**Extrait du document**
+-------+

16:18 Donc, en fait, le fait de ne pas avoir de visage,
16:20 ça permet en fait à tout le monde d'être le clown triste.
16:25 Je considère que la musique,
16:27 on n'a pas besoin forcément de voir un visage ou de connaître un prénom,
16:33 mais que c'est le message qui est le plus important.
16:36 Si je devais, là tout de suite, par exemple,
16:38 je revoyais ma famille d'accueil maltraitante,
16:42 la première des choses que je leur dirais, c'est
16:44 j'espère qu'il fait chaud en enfer.
16:48 À partir du moment où j'ai quitté cette famille d'accueil,
16:50 jusqu'à, je ne sais pas, à peu près 20 ans, 21 ans,
16:53 je regardais, je ne sais pas, pratiquement chaque semaine,
16:56 les rubriques nécrologiques,
16:57 où je tapais leur nom sur Internet en espérant qu'ils meurent.
17:00 J'avais besoin de faire mon deuil de toute cette vie.
17:02 Et l'autre famille d'accueil,
17:06 chez qui j'ai vécu les plus beaux moments de bonheur de ma vie,
17:13 que je les aime,
17:15 qui me manque beaucoup.
17:17 Mais il n'y a pas que du pourri dans la protection de l'enfance.
17:20 Il y a aussi des familles d'accueil incroyables qui sont,
17:24 qui font du bon boulot.
17:25 Il y a aussi des éducateurs spécialisés qui font du bon boulot avec les enfants de l'ASE.

+-------+

**Jeu de données**
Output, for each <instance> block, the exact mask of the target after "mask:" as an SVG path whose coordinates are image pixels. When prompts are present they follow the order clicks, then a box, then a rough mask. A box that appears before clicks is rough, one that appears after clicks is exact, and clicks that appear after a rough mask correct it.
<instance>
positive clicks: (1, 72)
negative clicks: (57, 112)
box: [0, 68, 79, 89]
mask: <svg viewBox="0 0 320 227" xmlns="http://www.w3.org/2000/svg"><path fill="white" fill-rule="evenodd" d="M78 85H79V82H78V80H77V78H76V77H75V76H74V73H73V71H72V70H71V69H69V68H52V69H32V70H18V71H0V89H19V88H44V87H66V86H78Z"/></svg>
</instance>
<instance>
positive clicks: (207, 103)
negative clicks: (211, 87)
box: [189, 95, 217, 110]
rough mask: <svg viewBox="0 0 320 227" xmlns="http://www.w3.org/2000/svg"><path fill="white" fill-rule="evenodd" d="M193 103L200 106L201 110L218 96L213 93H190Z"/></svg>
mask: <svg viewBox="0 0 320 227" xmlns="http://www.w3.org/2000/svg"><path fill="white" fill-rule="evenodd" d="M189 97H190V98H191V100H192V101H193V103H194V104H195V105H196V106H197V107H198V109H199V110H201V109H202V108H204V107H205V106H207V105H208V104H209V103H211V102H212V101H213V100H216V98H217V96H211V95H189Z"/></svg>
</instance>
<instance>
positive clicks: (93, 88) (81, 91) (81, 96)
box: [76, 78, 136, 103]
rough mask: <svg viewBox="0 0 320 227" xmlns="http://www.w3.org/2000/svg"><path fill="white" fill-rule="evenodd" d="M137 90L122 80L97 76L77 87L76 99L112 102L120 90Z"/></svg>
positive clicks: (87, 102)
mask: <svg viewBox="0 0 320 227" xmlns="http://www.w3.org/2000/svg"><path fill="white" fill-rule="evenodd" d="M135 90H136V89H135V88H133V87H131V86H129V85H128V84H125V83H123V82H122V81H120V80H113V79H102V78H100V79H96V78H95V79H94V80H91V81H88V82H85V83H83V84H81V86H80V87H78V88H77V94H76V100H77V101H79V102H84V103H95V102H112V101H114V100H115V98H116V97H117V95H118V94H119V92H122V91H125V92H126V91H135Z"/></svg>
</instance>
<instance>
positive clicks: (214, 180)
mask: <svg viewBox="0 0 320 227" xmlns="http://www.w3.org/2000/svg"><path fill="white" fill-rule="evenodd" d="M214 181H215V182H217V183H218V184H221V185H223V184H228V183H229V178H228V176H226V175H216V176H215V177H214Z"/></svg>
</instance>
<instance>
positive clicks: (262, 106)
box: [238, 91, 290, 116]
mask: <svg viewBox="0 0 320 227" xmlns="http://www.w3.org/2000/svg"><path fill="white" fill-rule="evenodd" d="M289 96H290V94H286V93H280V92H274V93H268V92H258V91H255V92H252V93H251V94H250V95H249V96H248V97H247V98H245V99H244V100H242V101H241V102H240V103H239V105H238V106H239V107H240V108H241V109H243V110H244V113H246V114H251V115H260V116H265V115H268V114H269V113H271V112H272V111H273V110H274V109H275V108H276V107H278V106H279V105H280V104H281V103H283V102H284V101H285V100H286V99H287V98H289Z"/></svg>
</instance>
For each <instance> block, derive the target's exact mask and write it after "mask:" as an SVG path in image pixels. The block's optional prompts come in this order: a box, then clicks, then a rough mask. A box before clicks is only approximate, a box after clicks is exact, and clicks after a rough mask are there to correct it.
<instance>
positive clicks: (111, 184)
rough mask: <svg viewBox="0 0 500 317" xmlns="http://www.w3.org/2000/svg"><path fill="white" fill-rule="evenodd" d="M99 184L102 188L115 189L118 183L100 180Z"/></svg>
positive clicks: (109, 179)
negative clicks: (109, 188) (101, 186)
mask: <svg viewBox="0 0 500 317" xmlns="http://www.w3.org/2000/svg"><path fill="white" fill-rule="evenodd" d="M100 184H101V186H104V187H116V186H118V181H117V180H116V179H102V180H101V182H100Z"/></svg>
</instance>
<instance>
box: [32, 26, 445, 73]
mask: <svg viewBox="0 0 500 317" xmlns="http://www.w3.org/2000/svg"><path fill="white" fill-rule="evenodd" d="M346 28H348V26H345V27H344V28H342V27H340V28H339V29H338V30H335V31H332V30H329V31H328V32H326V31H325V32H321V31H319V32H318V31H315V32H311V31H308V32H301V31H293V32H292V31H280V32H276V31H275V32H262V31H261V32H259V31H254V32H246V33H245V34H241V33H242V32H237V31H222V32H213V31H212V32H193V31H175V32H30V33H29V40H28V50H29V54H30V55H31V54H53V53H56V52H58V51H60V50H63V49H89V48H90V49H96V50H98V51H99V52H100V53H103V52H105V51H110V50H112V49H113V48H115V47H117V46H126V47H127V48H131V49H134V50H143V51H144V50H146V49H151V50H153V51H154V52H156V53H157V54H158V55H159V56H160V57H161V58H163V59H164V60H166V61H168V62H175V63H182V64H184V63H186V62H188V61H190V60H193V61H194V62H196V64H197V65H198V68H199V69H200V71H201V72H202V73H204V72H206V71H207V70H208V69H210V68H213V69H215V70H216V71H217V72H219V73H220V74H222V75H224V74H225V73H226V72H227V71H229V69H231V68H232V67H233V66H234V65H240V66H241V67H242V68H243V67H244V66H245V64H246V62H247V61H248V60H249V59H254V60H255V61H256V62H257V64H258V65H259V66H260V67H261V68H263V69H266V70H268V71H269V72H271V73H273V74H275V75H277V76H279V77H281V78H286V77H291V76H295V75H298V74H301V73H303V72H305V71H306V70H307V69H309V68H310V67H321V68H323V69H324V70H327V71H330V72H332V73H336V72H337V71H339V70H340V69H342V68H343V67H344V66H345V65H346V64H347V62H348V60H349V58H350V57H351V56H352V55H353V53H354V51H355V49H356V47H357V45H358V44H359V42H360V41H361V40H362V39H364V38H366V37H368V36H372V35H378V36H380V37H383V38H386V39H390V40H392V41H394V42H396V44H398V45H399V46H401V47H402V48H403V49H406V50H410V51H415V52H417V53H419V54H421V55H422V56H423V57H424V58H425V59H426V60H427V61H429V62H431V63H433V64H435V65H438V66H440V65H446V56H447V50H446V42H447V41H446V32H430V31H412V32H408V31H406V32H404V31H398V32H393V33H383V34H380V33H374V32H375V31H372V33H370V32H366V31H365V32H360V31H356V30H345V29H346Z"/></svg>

+-------+

**Travail demandé**
[A] Reproduisez sans rien changer le passage du témoignage sur la protection de l'enfance qui va de « 16:48 À partir » jusqu'à « me manque beaucoup. » inclus.
[B] D'après le témoignage sur la protection de l'enfance, que permet le fait de ne pas avoir de visage ?
[C] Reprenez le témoignage sur la protection de l'enfance à la suite de sa dernière phrase et poursuivez-le.

**Réponses aux consignes**
[A]
16:48 À partir du moment où j'ai quitté cette famille d'accueil,
16:50 jusqu'à, je ne sais pas, à peu près 20 ans, 21 ans,
16:53 je regardais, je ne sais pas, pratiquement chaque semaine,
16:56 les rubriques nécrologiques,
16:57 où je tapais leur nom sur Internet en espérant qu'ils meurent.
17:00 J'avais besoin de faire mon deuil de toute cette vie.
17:02 Et l'autre famille d'accueil,
17:06 chez qui j'ai vécu les plus beaux moments de bonheur de ma vie,
17:13 que je les aime,
17:15 qui me manque beaucoup.

[B] Il permet à tout le monde d'être le clown triste.

[C]
17:32 Il y a quand même des bonnes personnes.
17:34 Si j'avais un truc à dire à l'ASE et à l'État français,
17:39 c'est que c'est bien de protéger des enfants,
17:43 mais de les protéger correctement, c'est mieux.
17:46 Moi, je viens de dépasser la barre des 30 pis.
17:50 En fait, je n'ai aucun lien avec ma famille.
17:53 Je n'ai aucun lien avec mes frères.
17:54 Et ça, c'est de la faute de l'ASE.
17:57 C'est de la faute de l'État,
17:58 puisque on aurait dû rester ensemble généralement.
18:02 Les fratries, on les laisse ensemble pour garder le lien.
18:05 Et nous, on n'a pas été laissés ensemble.
18:06 Donc du coup, j'ai des frères,
18:10 mais je les vois comme des inconnus, en fait.
18:12 Je rêve d'une chose, c'est que les liens puissent être créés,
18:16 qu'on puisse rattraper toutes ces années perdues, arrachées.
18:20 Si j'avais un truc à dire aux enfants placés,
18:25 qui ont vécu la même chose que moi,
18:28 ou qui ont juste vécu des choses
18:30 qu'un enfant normal ne pourrait pas connaître,
18:33 déjà, t'es fort en fait.
18:35 T'es forte, parce que tout ce que tu vis, c'est super dur.
18:41 Et que t'es pas seul, c'est qu'on est une grande famille.
18:43 Ça se passe mal dans ta famille d'accueil ?
18:45 Parles-en.
18:45 Ça se passe mal au lycée, au collège, en primaire ?
18:49 Parles-en.
18:49 Ça se passe mal au foyer ?
18:51 Parles-en.
18:52 Ça se passe mal le week-end ou la journée,
18:54 quand tu vois tes parents et tout ?
18:56 Parles-en.
18:57 Je pense que je serai jamais guéri de mon histoire,
18:59 de ce que j'ai vécu, parce qu'en fait, c'est trop présent en moi,
19:03 et que je suis obligé de vivre avec.
19:06 Il y a des organisations comme Repair,
19:08 qui viennent en aide aux enfants placés, ex-enfants placés.
19:13 Et le mois de décembre est le pire mois de l'année,
19:16 parce que c'est le mois des fêtes, de la famille.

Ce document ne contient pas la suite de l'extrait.